» EXERCISE DESCRIPTION
Set down the data below word for word, and leave the images aside.

» DATA FOR PROCESSING
···

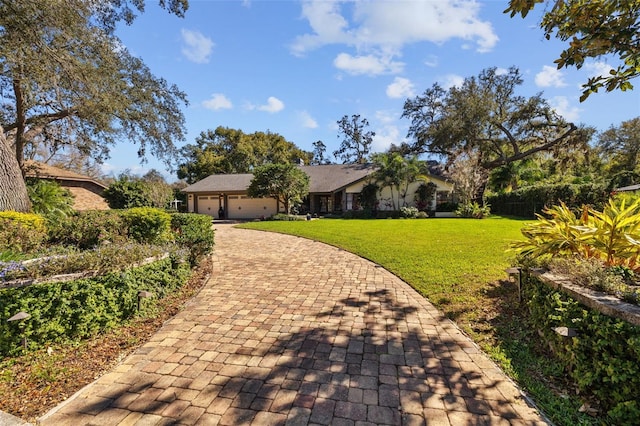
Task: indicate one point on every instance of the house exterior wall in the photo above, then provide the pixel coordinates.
(390, 199)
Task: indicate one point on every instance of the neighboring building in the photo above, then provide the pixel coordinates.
(333, 188)
(87, 192)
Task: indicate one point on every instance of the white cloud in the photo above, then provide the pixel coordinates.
(387, 26)
(366, 65)
(452, 80)
(306, 120)
(431, 61)
(561, 105)
(400, 88)
(272, 106)
(217, 102)
(197, 47)
(598, 69)
(550, 77)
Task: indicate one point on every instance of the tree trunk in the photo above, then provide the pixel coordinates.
(13, 190)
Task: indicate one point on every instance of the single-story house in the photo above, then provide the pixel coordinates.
(87, 191)
(333, 188)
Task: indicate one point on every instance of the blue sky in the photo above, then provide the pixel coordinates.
(297, 67)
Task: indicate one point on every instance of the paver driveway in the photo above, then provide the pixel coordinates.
(291, 331)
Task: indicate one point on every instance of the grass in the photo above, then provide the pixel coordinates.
(459, 265)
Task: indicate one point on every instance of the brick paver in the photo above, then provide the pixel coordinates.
(290, 331)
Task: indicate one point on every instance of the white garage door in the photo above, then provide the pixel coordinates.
(243, 207)
(208, 205)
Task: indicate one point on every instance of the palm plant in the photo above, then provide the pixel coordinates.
(49, 199)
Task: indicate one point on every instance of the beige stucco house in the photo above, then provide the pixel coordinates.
(333, 188)
(86, 191)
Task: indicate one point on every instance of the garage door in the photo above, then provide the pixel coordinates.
(243, 207)
(208, 205)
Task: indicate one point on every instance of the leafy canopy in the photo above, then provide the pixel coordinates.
(285, 182)
(356, 140)
(66, 79)
(226, 150)
(594, 29)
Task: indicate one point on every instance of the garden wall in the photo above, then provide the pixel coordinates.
(600, 352)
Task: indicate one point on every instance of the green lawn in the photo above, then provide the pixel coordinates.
(450, 261)
(459, 265)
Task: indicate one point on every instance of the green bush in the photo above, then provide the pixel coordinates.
(602, 358)
(50, 200)
(286, 217)
(148, 225)
(409, 212)
(528, 201)
(89, 229)
(79, 309)
(21, 232)
(126, 193)
(473, 210)
(194, 232)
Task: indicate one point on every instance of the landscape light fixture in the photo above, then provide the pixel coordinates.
(143, 295)
(21, 316)
(516, 273)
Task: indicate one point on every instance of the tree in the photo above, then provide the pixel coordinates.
(157, 190)
(13, 190)
(486, 121)
(356, 143)
(320, 154)
(285, 182)
(595, 28)
(397, 172)
(468, 178)
(226, 150)
(66, 79)
(620, 146)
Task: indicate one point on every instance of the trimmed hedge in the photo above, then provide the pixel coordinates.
(527, 201)
(194, 232)
(88, 229)
(21, 232)
(79, 309)
(602, 359)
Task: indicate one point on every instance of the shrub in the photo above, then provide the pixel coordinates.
(148, 225)
(194, 232)
(473, 210)
(88, 229)
(286, 217)
(50, 200)
(528, 201)
(601, 358)
(409, 212)
(79, 309)
(127, 193)
(21, 232)
(609, 235)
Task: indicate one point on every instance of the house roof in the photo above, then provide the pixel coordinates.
(331, 177)
(45, 171)
(221, 183)
(322, 179)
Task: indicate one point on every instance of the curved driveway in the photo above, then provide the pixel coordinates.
(291, 331)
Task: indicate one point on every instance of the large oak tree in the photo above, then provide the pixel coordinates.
(65, 79)
(593, 29)
(226, 150)
(485, 120)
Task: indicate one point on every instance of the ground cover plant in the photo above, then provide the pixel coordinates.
(459, 265)
(80, 281)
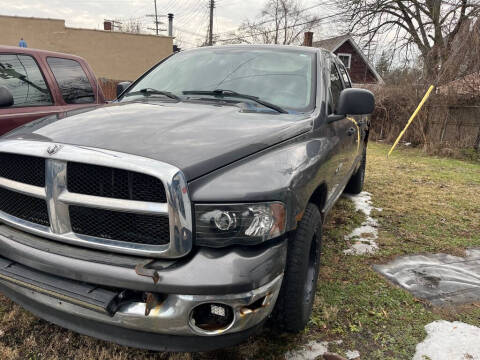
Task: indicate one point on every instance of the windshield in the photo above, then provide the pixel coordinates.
(281, 77)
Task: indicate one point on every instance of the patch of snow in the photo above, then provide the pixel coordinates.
(363, 237)
(314, 349)
(442, 279)
(449, 341)
(310, 351)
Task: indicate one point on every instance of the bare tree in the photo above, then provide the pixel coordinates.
(430, 26)
(280, 22)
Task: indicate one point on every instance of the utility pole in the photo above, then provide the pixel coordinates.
(156, 16)
(210, 30)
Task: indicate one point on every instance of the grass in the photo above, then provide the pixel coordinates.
(429, 204)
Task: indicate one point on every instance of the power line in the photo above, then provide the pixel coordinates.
(210, 31)
(288, 27)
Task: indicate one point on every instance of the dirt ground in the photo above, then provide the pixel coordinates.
(430, 205)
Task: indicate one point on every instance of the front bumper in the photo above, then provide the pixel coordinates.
(247, 281)
(120, 335)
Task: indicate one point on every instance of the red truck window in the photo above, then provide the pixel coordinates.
(72, 81)
(22, 76)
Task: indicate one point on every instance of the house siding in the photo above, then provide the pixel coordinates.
(359, 70)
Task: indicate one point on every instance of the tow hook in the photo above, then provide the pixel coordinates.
(141, 270)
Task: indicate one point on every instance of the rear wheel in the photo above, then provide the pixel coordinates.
(295, 301)
(355, 184)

···

» OUTPUT
Task: indicate one point on every instance of the house exterior wall in the photo above, then provide the pixel coordinates.
(390, 199)
Task: indicate one point on every instance of the neighboring building in the photo above, then provide the pixel coordinates.
(333, 188)
(87, 192)
Task: indicate one point on every instance of the white cloud in the photo above, then provide the pixel coordinates.
(387, 26)
(366, 65)
(452, 80)
(306, 120)
(431, 61)
(561, 105)
(400, 88)
(272, 106)
(217, 102)
(197, 47)
(598, 69)
(550, 77)
Task: indicate one point on every instance of the tree trunk in the photo above, then provide the pixel coordinates.
(13, 190)
Task: indicate one point on every instance of the single-story house in the photo above, then provide the pixel coordinates.
(87, 191)
(333, 188)
Task: indicate one point on every instance of the blue sky in the photo above, then provide the pixel coordinates.
(297, 67)
Task: indicate one point on every instance of the paver driveway in the photo above, then provide the pixel coordinates.
(291, 331)
Task: indicate one point on every instance of the grass in the photo above, then provide the pixel coordinates.
(459, 265)
Task: indicate one point on every instance of the brick paver in the photo above, then provide the pixel coordinates.
(290, 331)
Task: indicate one point on every instance of the white garage door in the photo above, then provide the pixel coordinates.
(243, 207)
(208, 205)
Task: indicate one point on every instance of the palm plant in the photo above, then provide the pixel coordinates.
(49, 199)
Task: indicate one point on every instance of the beige stucco house in the photo above, then provide the pixel coordinates.
(333, 188)
(86, 191)
Task: indicate one point on every instance of the garage door in the photo above, then provide the pixel coordinates.
(243, 207)
(208, 205)
Task: indicate one point on every instance of the leafy canopy in the photo above, then provide the pixel coordinates.
(285, 182)
(356, 140)
(66, 79)
(226, 150)
(594, 29)
Task: indicate one point on every instance of the garden wall in the photo above, then provide the pixel coordinates.
(600, 352)
Task: indicate one point on every instance of the green lawn in the photo above, then provide the pixel coordinates.
(450, 261)
(459, 265)
Task: indicate one point on every instance of the green bush in the photo above, then provide the pixel coordinates.
(602, 358)
(50, 200)
(286, 217)
(148, 225)
(409, 212)
(528, 201)
(89, 229)
(79, 309)
(21, 232)
(126, 193)
(473, 210)
(194, 232)
Task: indicate one point on every instance of the landscape light fixture in the photo above, then provide the pixel coordinates.
(143, 295)
(21, 316)
(516, 273)
Task: indicate one point on every instance of the tree in the photo above, then provide the pixel coordinates.
(157, 190)
(13, 190)
(486, 121)
(356, 143)
(320, 154)
(285, 182)
(595, 28)
(397, 172)
(468, 178)
(226, 150)
(66, 79)
(620, 146)
Task: indicate one point on every instance of the trimmed hedge in the photo above, then provide the pixel coordinates.
(527, 201)
(194, 232)
(88, 229)
(21, 232)
(79, 309)
(602, 359)
Task: indicate one point on every instance of the shrub in the photo above, then provide the pixel coordinates.
(148, 225)
(194, 232)
(473, 210)
(88, 229)
(286, 217)
(50, 200)
(528, 201)
(601, 358)
(409, 212)
(79, 309)
(127, 193)
(21, 232)
(609, 235)
Task: indicate one point on every instance of the house roof in the photo above, then provide the pixel coordinates.
(331, 177)
(45, 171)
(221, 183)
(322, 179)
Task: indicate one point on every instance of the curved driveway in the photo above, then provide the pixel coordinates.
(291, 331)
Task: indicate one point on every instance of the large oak tree in the photo above, then provide the pixel coordinates.
(65, 79)
(593, 29)
(226, 150)
(485, 120)
Task: indicate one point on every instance of the ground cover plant in the photo above, then provide the pixel coordinates.
(459, 265)
(80, 281)
Task: indicate one point on every instance of the windshield in the photo above, then provide the pixel coordinates.
(281, 77)
Task: indicate one point on every instance of the patch of snow in the photo above, then provide the pixel coordinates.
(363, 237)
(314, 349)
(442, 279)
(449, 341)
(310, 351)
Task: indicate one point on every instance of the bare tree in the photo above, then provide the pixel coordinates.
(430, 26)
(280, 22)
Task: indicate one point on every instance of the utility pole in the photo above, then provide the pixel coordinates.
(156, 16)
(210, 30)
Task: indicate one point on every instance of the grass in the photo above, then provide the pixel coordinates.
(429, 204)
Task: indicate one point on every instance of the power line in the photo above, then provide the pixel coordinates.
(210, 31)
(288, 27)
Task: indicate one point on every instance of the dirt ground in the photo above, then provide the pixel coordinates.
(430, 205)
Task: indicate one point on every instance of the front bumper in the photo above, then provide the pixel coordinates.
(247, 281)
(120, 335)
Task: indicate one point on every instance of the red truck window in the photo above, then provide the pixel coordinates.
(72, 81)
(22, 76)
Task: indicate one point on every instance of the house siding in the photo above, then provide the pixel coordinates.
(359, 70)
Task: indicate one point on every instance of the tow hook in the photo above, then provide the pixel coordinates.
(141, 270)
Task: indicate one point on every instance of the rear wheel in the photo above, then provide the pixel coordinates.
(295, 301)
(355, 184)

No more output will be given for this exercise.